[Short task] In the records below, locate the line containing "In this exercise you will annotate each instance of the tree", then output that line and all later lines exactly, through the last one.

═══

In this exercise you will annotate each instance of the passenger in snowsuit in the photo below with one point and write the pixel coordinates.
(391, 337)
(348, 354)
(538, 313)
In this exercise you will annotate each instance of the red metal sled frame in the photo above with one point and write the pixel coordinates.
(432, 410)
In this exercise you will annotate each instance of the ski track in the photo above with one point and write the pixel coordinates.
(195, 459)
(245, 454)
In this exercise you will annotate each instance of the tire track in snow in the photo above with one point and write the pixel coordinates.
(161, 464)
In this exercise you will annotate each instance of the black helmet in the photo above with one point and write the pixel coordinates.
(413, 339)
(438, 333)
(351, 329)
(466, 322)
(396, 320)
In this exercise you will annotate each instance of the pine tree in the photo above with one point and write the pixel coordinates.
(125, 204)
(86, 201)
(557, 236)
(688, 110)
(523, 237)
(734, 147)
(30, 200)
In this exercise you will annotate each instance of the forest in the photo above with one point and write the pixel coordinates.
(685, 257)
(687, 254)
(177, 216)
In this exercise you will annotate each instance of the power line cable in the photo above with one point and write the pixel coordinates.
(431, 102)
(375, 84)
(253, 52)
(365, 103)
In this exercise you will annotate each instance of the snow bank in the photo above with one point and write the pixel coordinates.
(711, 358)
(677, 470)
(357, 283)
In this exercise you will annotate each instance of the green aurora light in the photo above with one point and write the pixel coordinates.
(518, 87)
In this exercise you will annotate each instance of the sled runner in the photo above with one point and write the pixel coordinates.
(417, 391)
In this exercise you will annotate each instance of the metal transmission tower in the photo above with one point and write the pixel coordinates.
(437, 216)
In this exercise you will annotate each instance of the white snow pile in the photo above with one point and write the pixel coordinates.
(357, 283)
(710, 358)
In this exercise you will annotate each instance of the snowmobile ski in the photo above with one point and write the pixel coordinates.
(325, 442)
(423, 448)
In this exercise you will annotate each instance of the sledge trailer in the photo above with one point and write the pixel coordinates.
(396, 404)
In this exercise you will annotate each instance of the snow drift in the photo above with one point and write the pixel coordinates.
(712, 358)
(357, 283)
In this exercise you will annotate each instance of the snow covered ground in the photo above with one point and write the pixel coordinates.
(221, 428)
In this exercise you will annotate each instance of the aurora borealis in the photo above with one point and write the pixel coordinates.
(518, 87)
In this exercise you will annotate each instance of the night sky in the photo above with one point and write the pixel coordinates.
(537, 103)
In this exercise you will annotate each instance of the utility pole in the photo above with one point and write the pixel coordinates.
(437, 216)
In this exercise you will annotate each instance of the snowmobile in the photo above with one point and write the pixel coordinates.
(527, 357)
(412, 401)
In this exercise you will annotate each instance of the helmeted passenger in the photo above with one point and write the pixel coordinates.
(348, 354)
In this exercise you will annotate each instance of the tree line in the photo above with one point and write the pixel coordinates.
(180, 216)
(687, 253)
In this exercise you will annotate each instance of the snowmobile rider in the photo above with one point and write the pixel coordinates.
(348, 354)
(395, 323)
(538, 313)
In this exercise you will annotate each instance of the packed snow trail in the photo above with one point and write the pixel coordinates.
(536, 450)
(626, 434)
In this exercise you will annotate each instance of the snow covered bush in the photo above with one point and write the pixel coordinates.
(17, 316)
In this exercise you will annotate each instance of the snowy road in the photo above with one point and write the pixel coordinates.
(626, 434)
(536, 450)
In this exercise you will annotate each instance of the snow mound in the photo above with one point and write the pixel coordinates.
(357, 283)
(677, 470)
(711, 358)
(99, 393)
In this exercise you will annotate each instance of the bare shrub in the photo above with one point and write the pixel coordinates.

═══

[Correct response]
In this exercise you will annotate each instance of the tree line in the photo above with one point and write the pixel coordinates.
(180, 216)
(687, 253)
In this exercise you will annotate each instance of the snowmobile rider in the photo above with one point and write the pixel coordinates.
(348, 354)
(395, 323)
(538, 313)
In this exercise you will annotate each instance of the packed snow trail in the photo above with one point and write the pixel coordinates.
(536, 450)
(626, 434)
In this exercise you will annotate each instance of the snow covered bush in the photo above with one point and write the pixel coordinates.
(17, 316)
In this exercise you will annotate each instance of the snowy road in the photo above with one point and write the pixel coordinates.
(626, 434)
(536, 450)
In this exercise you will annotate each instance of the snow mound in the photo above with one point and write the pixel coordinates.
(357, 283)
(677, 470)
(711, 358)
(99, 393)
In this exercise you will annotate each instance of the bare shrub in the photo above with one point and write the pixel coordinates.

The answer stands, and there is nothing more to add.